• **Excerpts of bounding box data**:
============================================================
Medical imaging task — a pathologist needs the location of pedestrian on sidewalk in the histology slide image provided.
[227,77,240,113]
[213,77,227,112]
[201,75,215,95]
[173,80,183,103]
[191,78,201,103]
============================================================
• **Direction**: Copy every line of the records above without changing anything.

• **Answer to this task**:
Medical imaging task — a pathologist needs the location of pedestrian on sidewalk in the histology slide image provided.
[227,77,240,113]
[213,77,227,112]
[201,75,215,95]
[173,80,183,103]
[191,78,201,103]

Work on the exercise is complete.